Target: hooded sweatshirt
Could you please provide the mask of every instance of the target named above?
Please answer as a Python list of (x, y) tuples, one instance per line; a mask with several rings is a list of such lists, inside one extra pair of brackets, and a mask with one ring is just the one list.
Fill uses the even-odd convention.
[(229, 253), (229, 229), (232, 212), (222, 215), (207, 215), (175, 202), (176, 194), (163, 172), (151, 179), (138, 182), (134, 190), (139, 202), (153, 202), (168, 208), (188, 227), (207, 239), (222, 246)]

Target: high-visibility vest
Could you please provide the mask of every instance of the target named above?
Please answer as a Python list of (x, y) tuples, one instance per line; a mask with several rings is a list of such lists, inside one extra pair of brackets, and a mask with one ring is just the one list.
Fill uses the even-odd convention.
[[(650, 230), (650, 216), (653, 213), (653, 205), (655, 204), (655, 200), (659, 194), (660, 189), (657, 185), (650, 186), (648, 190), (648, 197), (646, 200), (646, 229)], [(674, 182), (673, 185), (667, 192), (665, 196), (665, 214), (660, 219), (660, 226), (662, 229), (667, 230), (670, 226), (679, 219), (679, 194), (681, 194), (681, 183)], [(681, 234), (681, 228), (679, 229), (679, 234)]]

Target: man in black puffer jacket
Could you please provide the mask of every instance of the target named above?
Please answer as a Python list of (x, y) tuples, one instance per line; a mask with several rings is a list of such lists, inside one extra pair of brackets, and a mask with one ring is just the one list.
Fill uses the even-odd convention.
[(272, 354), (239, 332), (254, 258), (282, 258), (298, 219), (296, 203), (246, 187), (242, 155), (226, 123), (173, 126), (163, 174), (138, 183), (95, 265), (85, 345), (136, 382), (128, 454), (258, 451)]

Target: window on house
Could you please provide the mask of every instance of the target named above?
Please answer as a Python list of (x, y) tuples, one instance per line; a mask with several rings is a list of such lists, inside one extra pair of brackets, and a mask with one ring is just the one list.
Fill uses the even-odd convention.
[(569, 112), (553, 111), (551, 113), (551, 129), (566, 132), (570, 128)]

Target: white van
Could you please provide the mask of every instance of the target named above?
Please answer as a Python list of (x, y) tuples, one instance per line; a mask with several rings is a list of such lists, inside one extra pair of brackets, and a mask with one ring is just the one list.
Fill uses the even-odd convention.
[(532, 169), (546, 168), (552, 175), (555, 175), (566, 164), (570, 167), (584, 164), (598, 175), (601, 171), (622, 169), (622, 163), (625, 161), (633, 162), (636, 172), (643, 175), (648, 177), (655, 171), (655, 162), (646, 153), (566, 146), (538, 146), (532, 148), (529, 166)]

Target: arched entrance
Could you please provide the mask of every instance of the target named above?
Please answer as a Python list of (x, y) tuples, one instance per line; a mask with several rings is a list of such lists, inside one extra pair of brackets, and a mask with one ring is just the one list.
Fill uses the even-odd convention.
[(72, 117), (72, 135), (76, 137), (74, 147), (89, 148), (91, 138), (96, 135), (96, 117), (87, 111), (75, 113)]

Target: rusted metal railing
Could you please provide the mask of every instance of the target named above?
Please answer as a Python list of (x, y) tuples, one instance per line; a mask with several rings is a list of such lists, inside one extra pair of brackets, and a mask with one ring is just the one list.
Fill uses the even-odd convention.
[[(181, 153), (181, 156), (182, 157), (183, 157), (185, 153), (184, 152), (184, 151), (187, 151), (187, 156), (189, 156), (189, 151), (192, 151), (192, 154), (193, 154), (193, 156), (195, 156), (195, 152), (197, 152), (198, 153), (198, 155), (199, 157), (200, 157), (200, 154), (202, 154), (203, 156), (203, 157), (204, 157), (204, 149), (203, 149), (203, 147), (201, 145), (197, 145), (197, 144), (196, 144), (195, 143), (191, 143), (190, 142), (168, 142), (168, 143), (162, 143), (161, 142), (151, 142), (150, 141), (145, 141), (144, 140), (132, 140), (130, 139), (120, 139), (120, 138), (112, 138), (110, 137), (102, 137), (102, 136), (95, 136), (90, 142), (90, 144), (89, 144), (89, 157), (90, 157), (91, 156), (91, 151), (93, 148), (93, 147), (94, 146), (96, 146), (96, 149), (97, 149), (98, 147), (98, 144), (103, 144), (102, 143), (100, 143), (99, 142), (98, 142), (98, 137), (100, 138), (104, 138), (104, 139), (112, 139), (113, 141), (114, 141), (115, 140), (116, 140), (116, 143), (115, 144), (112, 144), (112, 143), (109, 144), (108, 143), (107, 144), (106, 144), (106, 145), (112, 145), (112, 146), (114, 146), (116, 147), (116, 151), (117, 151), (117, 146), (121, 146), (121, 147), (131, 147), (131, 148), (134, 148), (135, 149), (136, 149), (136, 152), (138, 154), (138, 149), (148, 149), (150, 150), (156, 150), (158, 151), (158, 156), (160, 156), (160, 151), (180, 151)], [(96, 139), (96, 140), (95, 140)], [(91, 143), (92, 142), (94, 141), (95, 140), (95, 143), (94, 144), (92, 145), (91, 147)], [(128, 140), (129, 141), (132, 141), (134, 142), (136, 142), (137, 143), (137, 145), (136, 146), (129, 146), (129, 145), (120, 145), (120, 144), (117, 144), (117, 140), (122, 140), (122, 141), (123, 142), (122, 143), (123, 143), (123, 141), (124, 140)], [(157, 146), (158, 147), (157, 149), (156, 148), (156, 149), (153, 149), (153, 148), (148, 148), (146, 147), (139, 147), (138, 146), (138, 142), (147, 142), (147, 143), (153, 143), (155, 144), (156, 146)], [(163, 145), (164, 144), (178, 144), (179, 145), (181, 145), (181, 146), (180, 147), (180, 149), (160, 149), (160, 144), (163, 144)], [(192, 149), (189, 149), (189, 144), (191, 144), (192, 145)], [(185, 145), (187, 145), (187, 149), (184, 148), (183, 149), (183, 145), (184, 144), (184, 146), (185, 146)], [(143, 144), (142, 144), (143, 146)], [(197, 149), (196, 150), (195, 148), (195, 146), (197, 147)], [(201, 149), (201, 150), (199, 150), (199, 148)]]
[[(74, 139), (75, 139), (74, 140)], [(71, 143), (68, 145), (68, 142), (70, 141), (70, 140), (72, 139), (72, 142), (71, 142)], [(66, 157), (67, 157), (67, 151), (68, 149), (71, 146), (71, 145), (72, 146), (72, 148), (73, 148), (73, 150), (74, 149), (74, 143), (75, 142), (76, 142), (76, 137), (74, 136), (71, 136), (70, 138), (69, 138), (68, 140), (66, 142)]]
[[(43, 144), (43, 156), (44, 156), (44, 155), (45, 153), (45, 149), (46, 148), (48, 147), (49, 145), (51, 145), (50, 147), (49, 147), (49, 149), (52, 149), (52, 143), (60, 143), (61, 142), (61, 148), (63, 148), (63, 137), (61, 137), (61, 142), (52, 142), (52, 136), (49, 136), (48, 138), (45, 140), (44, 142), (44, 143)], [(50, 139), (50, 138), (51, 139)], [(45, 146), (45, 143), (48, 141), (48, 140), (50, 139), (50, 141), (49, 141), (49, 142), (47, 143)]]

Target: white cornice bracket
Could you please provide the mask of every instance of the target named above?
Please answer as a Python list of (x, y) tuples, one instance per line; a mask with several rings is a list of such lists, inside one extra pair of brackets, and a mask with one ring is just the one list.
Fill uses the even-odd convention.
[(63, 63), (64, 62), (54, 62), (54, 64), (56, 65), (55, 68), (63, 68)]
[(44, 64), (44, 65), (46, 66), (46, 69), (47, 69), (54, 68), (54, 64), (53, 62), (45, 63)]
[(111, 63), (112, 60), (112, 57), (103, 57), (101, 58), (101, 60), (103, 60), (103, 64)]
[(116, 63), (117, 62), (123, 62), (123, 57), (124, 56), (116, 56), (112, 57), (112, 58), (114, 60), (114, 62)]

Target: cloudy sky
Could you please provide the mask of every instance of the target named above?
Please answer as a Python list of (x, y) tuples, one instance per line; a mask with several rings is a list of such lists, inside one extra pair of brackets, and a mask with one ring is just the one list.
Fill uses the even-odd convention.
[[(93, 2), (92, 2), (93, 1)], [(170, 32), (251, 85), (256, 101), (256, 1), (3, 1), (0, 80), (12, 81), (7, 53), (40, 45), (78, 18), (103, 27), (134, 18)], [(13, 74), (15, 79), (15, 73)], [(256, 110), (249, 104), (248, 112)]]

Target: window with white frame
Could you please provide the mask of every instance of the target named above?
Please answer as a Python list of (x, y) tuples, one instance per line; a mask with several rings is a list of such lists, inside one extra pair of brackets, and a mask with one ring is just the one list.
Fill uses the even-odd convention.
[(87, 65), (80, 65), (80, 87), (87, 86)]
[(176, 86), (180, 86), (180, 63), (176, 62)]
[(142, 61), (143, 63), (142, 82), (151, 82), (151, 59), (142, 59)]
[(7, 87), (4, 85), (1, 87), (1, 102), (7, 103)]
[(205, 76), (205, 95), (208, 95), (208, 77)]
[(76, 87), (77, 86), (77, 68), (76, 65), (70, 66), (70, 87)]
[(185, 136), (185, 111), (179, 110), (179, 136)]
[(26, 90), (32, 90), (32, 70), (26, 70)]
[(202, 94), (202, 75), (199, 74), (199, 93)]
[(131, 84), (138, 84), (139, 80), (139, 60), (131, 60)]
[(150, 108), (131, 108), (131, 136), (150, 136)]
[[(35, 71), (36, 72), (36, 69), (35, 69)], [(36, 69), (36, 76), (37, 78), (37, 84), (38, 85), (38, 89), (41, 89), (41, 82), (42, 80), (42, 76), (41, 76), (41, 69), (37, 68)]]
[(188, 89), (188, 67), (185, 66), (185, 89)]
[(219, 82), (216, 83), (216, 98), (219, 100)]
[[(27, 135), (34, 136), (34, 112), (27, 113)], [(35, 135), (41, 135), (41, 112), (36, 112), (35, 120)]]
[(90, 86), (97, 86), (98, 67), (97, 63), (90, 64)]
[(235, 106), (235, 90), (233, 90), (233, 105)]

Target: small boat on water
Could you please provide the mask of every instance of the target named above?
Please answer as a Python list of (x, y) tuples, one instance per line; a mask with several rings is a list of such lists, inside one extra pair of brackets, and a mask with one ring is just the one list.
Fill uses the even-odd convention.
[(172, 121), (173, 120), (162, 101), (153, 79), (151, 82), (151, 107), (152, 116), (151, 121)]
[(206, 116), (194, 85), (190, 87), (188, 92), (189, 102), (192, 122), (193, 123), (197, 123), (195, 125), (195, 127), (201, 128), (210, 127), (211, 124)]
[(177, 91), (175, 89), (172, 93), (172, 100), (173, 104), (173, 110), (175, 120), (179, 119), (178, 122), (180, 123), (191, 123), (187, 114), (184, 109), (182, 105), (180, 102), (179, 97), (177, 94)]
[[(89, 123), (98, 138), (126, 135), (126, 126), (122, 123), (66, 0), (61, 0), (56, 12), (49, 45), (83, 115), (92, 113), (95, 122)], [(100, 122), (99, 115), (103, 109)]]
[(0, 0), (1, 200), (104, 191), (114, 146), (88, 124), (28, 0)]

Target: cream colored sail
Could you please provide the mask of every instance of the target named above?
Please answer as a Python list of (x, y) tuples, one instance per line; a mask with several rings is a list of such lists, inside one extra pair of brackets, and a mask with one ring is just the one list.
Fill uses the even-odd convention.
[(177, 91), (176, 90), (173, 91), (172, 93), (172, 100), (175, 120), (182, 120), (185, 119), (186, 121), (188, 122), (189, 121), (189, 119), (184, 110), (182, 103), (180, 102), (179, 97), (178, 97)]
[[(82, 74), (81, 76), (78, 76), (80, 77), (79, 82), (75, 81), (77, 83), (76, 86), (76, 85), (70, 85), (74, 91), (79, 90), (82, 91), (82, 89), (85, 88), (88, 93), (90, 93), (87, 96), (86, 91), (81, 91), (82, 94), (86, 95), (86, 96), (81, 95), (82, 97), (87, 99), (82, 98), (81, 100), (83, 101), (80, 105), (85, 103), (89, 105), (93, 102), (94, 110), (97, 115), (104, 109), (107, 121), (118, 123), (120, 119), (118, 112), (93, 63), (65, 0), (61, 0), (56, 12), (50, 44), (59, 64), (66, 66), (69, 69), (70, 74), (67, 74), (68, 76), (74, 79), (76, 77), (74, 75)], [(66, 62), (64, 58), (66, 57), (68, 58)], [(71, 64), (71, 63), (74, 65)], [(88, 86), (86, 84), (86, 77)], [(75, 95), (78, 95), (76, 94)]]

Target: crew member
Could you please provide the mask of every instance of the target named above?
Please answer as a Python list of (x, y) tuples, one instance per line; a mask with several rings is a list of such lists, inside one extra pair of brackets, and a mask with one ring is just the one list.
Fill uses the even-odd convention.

○ ○ ○

Can you rescale the lines from the one with "Target: cream colored sail" up to and including the one with "97), (178, 97)]"? Give only those lines again, requests unchanged, with every coordinate in the answers multiplied by 0.95 and rounded to a whole number, halves up.

• _Result below_:
Target: cream colored sail
Could you please provide the mask of every instance of the target named above?
Please answer as a Python list of (x, y) tuples, one instance per line; a mask with several rings is a list of such lists, inside one extra pair of brackets, and a mask with one ring is just the one list.
Fill uses the even-odd convention.
[(168, 86), (167, 86), (164, 86), (163, 88), (163, 95), (166, 114), (173, 114), (176, 113), (177, 115), (179, 116), (180, 115), (180, 113), (175, 105), (173, 98), (171, 97), (170, 92), (169, 92)]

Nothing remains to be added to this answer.